───── EXTRACT

North Carolina Baptists were quick to respond when the state’s second-deadliest tornado in 50 years swept through a small community, killing eight people, injuring 20 and destroying dozens of homes.
Fire and rescue personnel search for victims at the Old Farm Estates trailer park in the Armour community of Columbus County, N.C., after a tornado struck Nov. 16.“We are running a small feeding operation and have some disaster relief chaplains in place, and we’ll be assisting the survivors with going through the debris that was left by the storm,” Gaylon Moss, disaster relief director for the Baptist State Convention of North Carolina, told Baptist Press.
The feeding unit is set up at Riegelwood Baptist Church, about 20 miles west of Wilmington. A 1,000-foot-wide tornado struck Riegelwood in the early morning Nov. 16, carving a path more than a half-mile wide and almost a mile long, according to the Star-News newspaper in Wilmington. The sights of scattered bodies, heaping debris and flipped cars are being described as a “major catastrophe” and “total devastation.”
Residents were taken by surprise Thursday morning when they heard a loud rumbling sound and looked to see a huge funnel cloud bearing down on them. “There was no warning. There was no time. It just came out from nowhere,” Cissy Kennedy, who lives in a neighborhood hit by the tornado, told the Star-News.
The tornado was part of a strong system of storms that moved through the South leaving a two-day death toll of 12 people. As it moved north, power outages disrupted Amtrak service in the Northeast corridor and people had to be rescued from cars in rising water in Maryland.
About 45,000 customers in North Carolina lost power, but crews were able to restore most of it by mid-afternoon. About 100 Riegelwood residents were left homeless by the tornado, and some were seeking shelter at a local elementary school.
Moss, the disaster relief director, said no members of Riegelwood Baptist Church were directly affected by the twister but they were working to minister to the community.
A hospital spokesman told the Star-News that families were “in distress” over trying to locate missing family members and grieving the loss of those who died.
“We have two chaplains in Riegelwood providing spiritual and emotional care to emergency workers and survivors,” Moss said.
Other Baptists volunteers are working alongside the victims to make sense of the debris.
“The first step would just be to help them dig through the rubble, to be there to offer an extra set of hands to help them sort through what they have left and try to help them through that,” Moss said.

──────────
───── SUPPLIED MATERIAL

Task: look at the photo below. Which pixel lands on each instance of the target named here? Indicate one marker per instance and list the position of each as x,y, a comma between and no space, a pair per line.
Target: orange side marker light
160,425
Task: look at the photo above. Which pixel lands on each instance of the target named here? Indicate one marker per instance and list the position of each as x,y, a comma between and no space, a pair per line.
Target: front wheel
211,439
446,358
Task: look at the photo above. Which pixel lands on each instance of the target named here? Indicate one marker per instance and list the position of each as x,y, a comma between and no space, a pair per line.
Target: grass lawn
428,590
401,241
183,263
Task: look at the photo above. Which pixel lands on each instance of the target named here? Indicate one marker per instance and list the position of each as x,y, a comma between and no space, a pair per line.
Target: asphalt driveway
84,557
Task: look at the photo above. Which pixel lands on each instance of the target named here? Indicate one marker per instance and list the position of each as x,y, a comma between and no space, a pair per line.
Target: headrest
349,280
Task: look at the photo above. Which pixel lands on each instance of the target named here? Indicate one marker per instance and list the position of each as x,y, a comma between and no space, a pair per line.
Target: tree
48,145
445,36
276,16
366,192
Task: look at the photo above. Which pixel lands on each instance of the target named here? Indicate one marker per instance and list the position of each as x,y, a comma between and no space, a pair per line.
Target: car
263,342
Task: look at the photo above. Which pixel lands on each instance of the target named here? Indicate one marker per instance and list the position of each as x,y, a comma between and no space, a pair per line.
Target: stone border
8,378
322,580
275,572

──────────

:: TASK LIST ::
1 - From the tornado article, retype the part that opens with the words "The feeding unit" and closes with "told the Star-News.".
2 - Do these statements agree with the tornado article? Answer yes or no for each, quoting the article's deciding words.
(a) The feeding unit is set up at Riegelwood Baptist Church.
(b) Most of the roughly 45,000 North Carolina customers who lost power were still without it days later.
(c) Two chaplains are in Riegelwood giving care to emergency workers and survivors.

:: TASK RESULTS ::
1 -
The feeding unit is set up at Riegelwood Baptist Church, about 20 miles west of Wilmington. A 1,000-foot-wide tornado struck Riegelwood in the early morning Nov. 16, carving a path more than a half-mile wide and almost a mile long, according to the Star-News newspaper in Wilmington. The sights of scattered bodies, heaping debris and flipped cars are being described as a “major catastrophe” and “total devastation.”
Residents were taken by surprise Thursday morning when they heard a loud rumbling sound and looked to see a huge funnel cloud bearing down on them. “There was no warning. There was no time. It just came out from nowhere,” Cissy Kennedy, who lives in a neighborhood hit by the tornado, told the Star-News.

2 -
(a) Yes: "The feeding unit is set up at Riegelwood Baptist Church"
(b) No: "crews were able to restore most of it by mid-afternoon"
(c) Yes: "We have two chaplains in Riegelwood providing spiritual and emotional care to emergency workers and survivors"